EXERCISE REQUIREMENTS: Copy all lines below exactly as written. Leave pictures out.

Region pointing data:
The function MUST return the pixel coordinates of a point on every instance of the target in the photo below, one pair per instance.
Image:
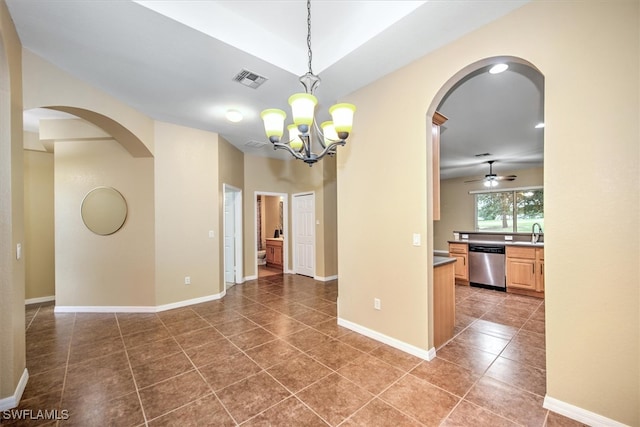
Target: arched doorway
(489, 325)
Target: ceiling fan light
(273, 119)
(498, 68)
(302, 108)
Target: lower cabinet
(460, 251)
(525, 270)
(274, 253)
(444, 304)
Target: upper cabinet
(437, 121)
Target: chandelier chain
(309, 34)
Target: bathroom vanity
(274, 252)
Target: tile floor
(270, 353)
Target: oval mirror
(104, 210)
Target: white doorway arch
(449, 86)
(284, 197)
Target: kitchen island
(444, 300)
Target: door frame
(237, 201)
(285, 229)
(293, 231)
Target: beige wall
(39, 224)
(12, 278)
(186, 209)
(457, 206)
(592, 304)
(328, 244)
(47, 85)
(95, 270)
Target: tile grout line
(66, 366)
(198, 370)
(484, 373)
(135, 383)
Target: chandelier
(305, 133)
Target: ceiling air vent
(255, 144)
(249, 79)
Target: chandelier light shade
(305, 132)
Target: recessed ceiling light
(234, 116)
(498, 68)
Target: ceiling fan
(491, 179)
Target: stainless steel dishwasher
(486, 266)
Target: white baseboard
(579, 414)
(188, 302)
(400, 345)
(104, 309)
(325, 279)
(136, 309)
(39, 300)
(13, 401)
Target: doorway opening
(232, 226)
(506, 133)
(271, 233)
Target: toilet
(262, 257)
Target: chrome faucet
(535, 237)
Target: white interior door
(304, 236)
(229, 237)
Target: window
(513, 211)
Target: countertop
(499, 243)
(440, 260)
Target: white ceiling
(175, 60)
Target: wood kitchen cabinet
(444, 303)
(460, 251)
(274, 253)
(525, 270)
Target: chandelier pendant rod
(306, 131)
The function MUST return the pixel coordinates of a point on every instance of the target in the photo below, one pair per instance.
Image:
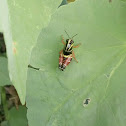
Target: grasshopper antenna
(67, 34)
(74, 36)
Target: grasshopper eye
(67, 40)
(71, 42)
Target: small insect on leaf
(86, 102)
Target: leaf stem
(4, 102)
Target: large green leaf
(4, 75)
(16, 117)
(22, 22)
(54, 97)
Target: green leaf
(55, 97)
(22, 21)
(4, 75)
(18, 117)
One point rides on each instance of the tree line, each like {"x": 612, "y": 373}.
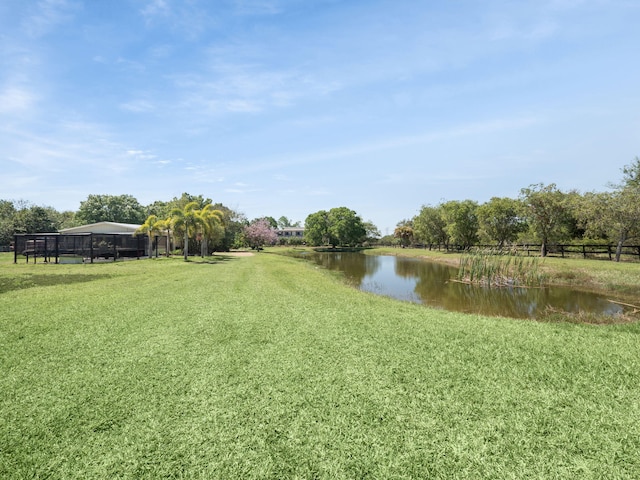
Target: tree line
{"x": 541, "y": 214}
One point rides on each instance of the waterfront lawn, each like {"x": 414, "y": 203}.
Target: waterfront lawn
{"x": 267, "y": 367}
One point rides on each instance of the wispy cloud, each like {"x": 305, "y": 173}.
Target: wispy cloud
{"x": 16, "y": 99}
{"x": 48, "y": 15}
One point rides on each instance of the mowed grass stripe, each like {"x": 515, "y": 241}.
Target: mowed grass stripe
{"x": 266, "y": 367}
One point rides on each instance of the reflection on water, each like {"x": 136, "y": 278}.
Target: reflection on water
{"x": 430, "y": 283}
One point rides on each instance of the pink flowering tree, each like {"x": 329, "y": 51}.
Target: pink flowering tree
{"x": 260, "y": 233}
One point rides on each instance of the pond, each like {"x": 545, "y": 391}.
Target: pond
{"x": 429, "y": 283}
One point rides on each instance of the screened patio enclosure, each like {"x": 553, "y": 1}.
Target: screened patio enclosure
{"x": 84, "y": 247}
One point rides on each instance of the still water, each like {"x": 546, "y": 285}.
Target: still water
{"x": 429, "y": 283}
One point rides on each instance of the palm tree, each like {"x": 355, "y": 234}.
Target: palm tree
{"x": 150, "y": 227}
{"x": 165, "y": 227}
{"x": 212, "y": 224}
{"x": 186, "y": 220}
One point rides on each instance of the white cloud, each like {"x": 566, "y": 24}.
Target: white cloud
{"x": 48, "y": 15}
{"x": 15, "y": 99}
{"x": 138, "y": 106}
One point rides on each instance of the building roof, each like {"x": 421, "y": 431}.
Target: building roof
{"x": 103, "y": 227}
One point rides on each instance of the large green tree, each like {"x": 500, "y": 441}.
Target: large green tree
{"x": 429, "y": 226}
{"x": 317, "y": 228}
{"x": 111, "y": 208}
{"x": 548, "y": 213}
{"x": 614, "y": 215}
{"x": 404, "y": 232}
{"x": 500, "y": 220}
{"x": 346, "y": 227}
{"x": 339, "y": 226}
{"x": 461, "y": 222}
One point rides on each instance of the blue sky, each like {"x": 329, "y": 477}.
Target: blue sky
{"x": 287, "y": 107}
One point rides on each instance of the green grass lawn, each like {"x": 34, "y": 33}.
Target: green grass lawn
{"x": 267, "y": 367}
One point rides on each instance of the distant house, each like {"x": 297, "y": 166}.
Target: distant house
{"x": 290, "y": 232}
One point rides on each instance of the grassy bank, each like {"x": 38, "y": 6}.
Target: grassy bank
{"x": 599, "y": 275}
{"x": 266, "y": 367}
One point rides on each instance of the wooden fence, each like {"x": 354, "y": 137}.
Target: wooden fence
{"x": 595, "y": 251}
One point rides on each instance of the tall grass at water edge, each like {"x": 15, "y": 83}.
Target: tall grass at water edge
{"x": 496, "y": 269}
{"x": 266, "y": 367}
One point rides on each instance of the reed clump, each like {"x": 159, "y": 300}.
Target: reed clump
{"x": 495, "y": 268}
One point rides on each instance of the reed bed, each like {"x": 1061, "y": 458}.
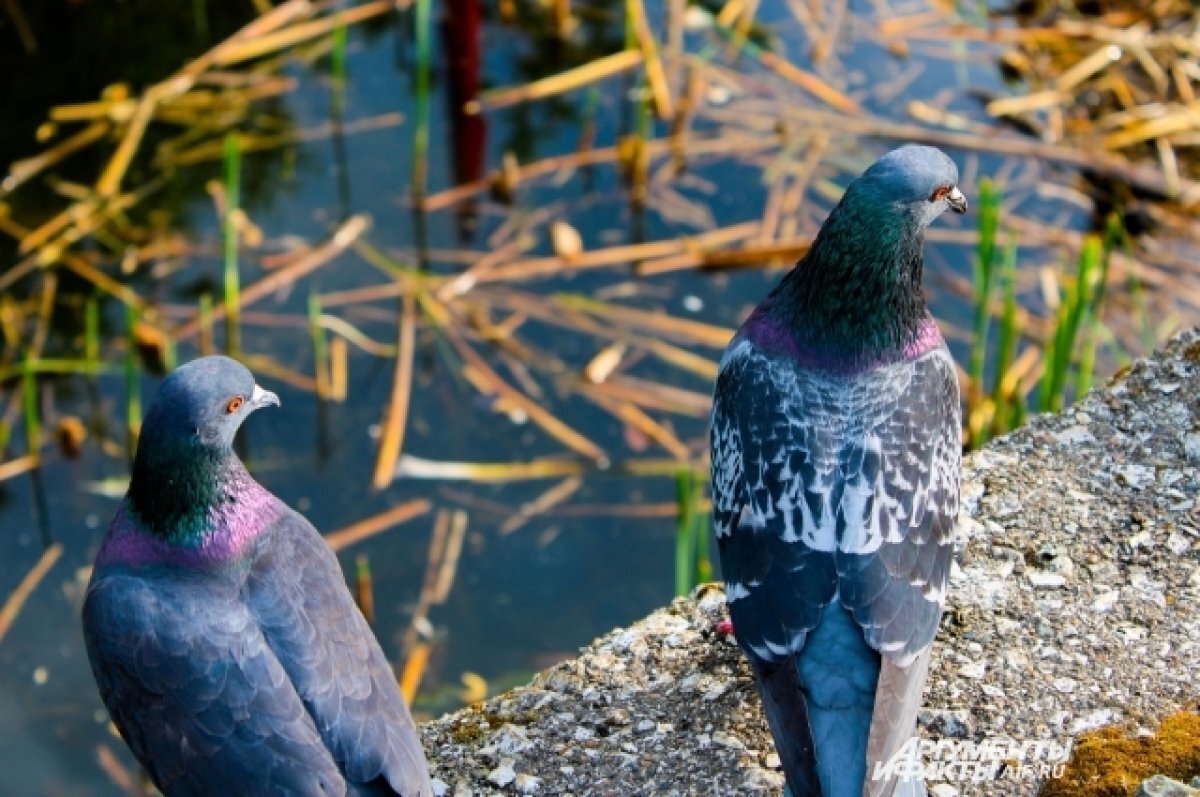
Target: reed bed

YOUR RESPONSE:
The function MUST return the pixel coordinates of a point on every instance of the target in the photo below, one pair per instance.
Image:
Target: arched doorway
(489, 325)
Target: ceiling fan light
(273, 119)
(498, 68)
(302, 108)
Target: lower cabinet
(460, 251)
(525, 270)
(274, 253)
(444, 304)
Target: upper cabinet
(437, 121)
Target: chandelier chain
(309, 34)
Target: bathroom vanity
(274, 252)
Target: tile floor
(270, 353)
Target: oval mirror
(104, 210)
Target: white doorway arch
(449, 86)
(284, 197)
Target: kitchen island
(444, 300)
Target: door frame
(237, 201)
(285, 229)
(293, 231)
Target: beige wall
(39, 224)
(12, 278)
(186, 209)
(457, 206)
(592, 304)
(328, 244)
(47, 85)
(95, 270)
Target: tile grout line
(66, 366)
(198, 370)
(484, 373)
(135, 383)
Target: chandelier
(305, 133)
Target: ceiling air vent
(255, 144)
(249, 79)
Target: chandelier light shade
(305, 132)
Target: recessed ceiling light
(234, 116)
(498, 68)
Target: ceiling fan
(491, 179)
Target: stainless steel dishwasher
(486, 266)
Target: white baseboard
(579, 414)
(188, 302)
(400, 345)
(104, 309)
(325, 279)
(136, 309)
(39, 300)
(13, 401)
Target: doorway opening
(232, 226)
(506, 133)
(271, 233)
Target: toilet
(262, 257)
Target: chrome faucet
(535, 237)
Target: white interior door
(304, 236)
(229, 237)
Target: window
(513, 211)
Target: countertop
(499, 243)
(440, 260)
Target: white ceiling
(175, 60)
Target: wood kitchen cabinet
(444, 303)
(460, 251)
(274, 253)
(525, 270)
Target: chandelier pendant rod
(306, 131)
The function MUST return the pixel coordinates of a point on every instance of the target in the photo below, one pair per instance.
Image:
Target: grasshopper antenna
(67, 34)
(74, 36)
Target: grasshopper eye
(67, 40)
(71, 42)
Target: small insect on leaf
(86, 102)
Target: leaf stem
(4, 102)
Target: large green leaf
(4, 75)
(16, 117)
(22, 22)
(54, 97)
Target: green leaf
(55, 97)
(22, 21)
(4, 75)
(18, 117)
One point rides on each instance of the tree line, each like {"x": 612, "y": 373}.
Target: tree line
{"x": 541, "y": 214}
One point rides on each instance of the waterfront lawn, each like {"x": 414, "y": 203}.
Target: waterfront lawn
{"x": 267, "y": 367}
One point rides on each instance of the wispy cloud, each like {"x": 305, "y": 173}.
Target: wispy cloud
{"x": 16, "y": 99}
{"x": 48, "y": 15}
One point rides on each instance of the mowed grass stripe, each like {"x": 515, "y": 241}.
Target: mowed grass stripe
{"x": 266, "y": 367}
One point rides on each instance of the reflection on water, each like {"x": 136, "y": 278}.
Target: reflection on water
{"x": 430, "y": 283}
One point rides on each instance of the pink flowering tree, each like {"x": 329, "y": 51}.
Target: pink flowering tree
{"x": 260, "y": 233}
One point rides on each instance of the pond, each like {"x": 545, "y": 391}.
Target: pond
{"x": 429, "y": 283}
One point rides on each instance of the screened patio enclosure, each like {"x": 553, "y": 1}.
Target: screened patio enclosure
{"x": 84, "y": 247}
One point rides on each instance of the still water, each like {"x": 546, "y": 285}.
Target: still water
{"x": 429, "y": 283}
One point rides on each instance of the palm tree, each like {"x": 355, "y": 234}.
Target: palm tree
{"x": 150, "y": 227}
{"x": 165, "y": 227}
{"x": 212, "y": 224}
{"x": 186, "y": 220}
One point rides on each instance of the white cloud, each like {"x": 566, "y": 24}.
Target: white cloud
{"x": 48, "y": 15}
{"x": 15, "y": 99}
{"x": 138, "y": 106}
One point rides on each instance of the building roof, each like {"x": 421, "y": 431}.
Target: building roof
{"x": 103, "y": 227}
One point rides on each instance of the large green tree, each like {"x": 500, "y": 441}.
Target: large green tree
{"x": 429, "y": 226}
{"x": 317, "y": 228}
{"x": 111, "y": 208}
{"x": 548, "y": 213}
{"x": 614, "y": 215}
{"x": 404, "y": 232}
{"x": 500, "y": 220}
{"x": 346, "y": 227}
{"x": 339, "y": 226}
{"x": 461, "y": 222}
One point rides on each instance of the blue sky, each like {"x": 329, "y": 477}.
Target: blue sky
{"x": 287, "y": 107}
One point rides on each instance of the green grass lawn, each like {"x": 34, "y": 33}.
Target: green grass lawn
{"x": 267, "y": 367}
One point rides on each instance of the distant house, each like {"x": 297, "y": 166}.
Target: distant house
{"x": 290, "y": 232}
One point rides on each instance of the grassy bank, each like {"x": 38, "y": 6}.
Target: grassy bank
{"x": 599, "y": 275}
{"x": 266, "y": 367}
One point rides on each instance of the wooden fence, each like {"x": 354, "y": 137}.
Target: wooden fence
{"x": 595, "y": 251}
One point rides on each instance of the tall grass at water edge, each like {"x": 15, "y": 83}.
Target: tall grass at water edge
{"x": 496, "y": 269}
{"x": 266, "y": 367}
One point rides on each instance of the reed clump, each like {"x": 159, "y": 300}.
Target: reed clump
{"x": 495, "y": 268}
One point rides on each instance of the reed bed, each like {"x": 1061, "y": 458}.
Target: reed bed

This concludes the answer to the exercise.